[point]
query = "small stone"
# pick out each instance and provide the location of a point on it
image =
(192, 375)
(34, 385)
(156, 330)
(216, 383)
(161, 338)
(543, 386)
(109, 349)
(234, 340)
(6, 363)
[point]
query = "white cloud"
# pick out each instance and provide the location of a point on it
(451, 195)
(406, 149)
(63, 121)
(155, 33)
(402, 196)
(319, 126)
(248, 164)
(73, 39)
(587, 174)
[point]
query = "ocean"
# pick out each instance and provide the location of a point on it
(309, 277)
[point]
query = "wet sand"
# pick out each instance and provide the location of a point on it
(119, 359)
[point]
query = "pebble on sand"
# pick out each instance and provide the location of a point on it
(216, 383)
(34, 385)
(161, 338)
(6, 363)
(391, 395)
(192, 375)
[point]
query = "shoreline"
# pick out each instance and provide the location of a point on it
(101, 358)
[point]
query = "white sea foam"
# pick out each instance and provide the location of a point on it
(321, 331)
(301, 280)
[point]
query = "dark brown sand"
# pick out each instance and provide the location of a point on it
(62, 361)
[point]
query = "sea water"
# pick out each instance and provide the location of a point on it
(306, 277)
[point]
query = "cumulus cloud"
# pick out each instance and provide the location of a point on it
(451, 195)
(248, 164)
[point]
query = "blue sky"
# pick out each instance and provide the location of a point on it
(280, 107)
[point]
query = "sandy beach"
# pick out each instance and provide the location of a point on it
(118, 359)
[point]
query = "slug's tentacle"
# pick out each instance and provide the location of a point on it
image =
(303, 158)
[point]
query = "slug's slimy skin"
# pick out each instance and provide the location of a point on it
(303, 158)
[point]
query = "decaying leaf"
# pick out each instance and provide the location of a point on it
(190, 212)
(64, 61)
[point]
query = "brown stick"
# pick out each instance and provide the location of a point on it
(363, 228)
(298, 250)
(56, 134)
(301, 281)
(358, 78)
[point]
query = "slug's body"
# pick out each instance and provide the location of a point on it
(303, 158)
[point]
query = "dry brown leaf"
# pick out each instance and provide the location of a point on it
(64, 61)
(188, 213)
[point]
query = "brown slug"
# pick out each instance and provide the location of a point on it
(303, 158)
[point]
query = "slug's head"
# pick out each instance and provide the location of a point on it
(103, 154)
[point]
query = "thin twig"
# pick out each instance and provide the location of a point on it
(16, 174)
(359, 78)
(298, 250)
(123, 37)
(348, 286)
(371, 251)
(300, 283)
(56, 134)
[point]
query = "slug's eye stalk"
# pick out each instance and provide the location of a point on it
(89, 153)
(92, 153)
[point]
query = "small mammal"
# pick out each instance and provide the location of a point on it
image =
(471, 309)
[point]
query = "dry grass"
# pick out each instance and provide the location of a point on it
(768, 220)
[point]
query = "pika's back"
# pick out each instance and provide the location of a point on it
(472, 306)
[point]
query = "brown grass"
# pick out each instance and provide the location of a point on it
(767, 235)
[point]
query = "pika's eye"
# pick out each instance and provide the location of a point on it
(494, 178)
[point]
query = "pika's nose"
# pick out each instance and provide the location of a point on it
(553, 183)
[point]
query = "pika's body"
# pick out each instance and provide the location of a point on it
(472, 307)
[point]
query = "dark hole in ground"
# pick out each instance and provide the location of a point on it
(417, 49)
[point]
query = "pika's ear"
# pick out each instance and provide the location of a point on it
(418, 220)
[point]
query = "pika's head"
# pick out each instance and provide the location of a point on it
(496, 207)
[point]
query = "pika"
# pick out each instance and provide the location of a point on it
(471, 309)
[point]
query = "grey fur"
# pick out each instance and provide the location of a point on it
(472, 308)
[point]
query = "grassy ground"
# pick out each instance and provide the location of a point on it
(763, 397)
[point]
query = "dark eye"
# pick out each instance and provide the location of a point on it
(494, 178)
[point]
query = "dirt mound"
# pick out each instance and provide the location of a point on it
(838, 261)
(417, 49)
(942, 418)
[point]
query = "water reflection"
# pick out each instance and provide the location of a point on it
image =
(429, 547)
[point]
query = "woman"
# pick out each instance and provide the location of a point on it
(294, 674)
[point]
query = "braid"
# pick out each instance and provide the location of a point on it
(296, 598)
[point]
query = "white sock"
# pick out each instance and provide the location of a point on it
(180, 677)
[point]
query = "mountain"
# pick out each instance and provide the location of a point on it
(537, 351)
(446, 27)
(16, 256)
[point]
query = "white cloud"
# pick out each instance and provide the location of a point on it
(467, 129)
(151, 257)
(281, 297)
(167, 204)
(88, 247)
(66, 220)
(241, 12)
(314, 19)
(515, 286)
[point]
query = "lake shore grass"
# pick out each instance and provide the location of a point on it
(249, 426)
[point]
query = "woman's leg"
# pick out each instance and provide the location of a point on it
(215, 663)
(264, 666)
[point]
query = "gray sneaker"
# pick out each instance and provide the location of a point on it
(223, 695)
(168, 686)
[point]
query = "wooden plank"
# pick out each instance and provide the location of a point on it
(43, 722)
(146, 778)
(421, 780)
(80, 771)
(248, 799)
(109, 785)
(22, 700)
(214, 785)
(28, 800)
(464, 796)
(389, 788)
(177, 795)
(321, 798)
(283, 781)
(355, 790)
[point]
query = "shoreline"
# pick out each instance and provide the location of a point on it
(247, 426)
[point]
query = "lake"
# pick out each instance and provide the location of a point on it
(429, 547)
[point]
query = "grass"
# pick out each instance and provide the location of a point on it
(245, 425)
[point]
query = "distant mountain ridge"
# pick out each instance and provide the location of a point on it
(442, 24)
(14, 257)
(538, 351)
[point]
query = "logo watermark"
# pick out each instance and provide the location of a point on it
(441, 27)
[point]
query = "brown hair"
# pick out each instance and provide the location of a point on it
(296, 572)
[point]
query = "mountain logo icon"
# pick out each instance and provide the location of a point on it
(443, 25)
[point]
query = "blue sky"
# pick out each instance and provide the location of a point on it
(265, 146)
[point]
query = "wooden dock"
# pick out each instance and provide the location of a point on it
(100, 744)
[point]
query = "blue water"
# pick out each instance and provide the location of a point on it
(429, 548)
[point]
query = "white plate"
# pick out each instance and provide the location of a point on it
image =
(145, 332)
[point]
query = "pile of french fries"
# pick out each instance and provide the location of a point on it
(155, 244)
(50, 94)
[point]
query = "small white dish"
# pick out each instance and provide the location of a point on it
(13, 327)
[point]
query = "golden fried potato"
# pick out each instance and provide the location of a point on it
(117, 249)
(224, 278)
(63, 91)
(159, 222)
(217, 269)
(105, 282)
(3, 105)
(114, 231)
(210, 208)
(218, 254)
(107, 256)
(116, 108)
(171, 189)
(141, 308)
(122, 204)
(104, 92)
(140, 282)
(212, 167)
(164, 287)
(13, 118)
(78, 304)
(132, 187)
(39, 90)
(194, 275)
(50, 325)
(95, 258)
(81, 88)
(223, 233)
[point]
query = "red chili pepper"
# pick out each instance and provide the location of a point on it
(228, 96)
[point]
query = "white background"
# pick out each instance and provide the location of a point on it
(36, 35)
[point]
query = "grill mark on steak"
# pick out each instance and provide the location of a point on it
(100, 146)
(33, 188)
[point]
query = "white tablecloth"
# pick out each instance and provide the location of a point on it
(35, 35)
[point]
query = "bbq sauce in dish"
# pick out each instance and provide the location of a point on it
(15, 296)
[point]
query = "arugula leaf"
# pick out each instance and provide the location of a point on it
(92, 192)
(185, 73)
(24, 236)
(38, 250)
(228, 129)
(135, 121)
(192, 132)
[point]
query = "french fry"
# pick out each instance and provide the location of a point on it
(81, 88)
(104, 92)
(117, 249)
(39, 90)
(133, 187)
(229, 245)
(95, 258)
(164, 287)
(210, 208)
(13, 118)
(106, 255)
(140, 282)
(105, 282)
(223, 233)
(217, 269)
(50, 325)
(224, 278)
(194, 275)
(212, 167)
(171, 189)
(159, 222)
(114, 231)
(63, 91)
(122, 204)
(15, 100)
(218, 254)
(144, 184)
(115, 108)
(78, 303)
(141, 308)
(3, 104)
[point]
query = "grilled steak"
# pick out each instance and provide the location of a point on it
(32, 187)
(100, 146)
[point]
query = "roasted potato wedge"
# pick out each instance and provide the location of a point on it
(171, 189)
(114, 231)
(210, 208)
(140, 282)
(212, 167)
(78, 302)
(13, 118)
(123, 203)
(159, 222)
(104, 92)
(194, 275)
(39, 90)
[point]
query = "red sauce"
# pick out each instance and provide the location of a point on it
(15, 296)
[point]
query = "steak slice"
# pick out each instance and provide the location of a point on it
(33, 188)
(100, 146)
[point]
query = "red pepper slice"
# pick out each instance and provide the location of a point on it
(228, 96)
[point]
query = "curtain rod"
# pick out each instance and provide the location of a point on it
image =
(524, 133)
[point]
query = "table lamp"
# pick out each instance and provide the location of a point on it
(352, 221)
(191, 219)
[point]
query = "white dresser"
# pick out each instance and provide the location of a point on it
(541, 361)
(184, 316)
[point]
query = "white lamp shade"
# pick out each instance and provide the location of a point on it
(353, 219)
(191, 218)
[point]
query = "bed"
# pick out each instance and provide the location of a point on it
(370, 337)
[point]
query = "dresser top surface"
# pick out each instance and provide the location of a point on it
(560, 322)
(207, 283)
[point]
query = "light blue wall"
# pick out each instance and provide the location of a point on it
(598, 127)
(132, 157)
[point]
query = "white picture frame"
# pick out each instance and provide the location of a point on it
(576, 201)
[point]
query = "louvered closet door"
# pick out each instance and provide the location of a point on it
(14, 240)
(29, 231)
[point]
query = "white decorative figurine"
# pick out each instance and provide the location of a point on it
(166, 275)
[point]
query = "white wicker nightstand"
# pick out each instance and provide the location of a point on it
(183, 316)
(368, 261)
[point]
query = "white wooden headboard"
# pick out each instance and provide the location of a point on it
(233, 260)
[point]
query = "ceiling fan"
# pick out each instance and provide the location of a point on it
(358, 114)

++++

## PROBLEM STATEMENT
Please return each line above that contains the string "brown". Case counts.

## FULL ANSWER
query = "dark brown sand"
query = "brown stick"
query = "dry brown leaf"
query = "brown slug"
query = "brown grass"
query = "brown hair"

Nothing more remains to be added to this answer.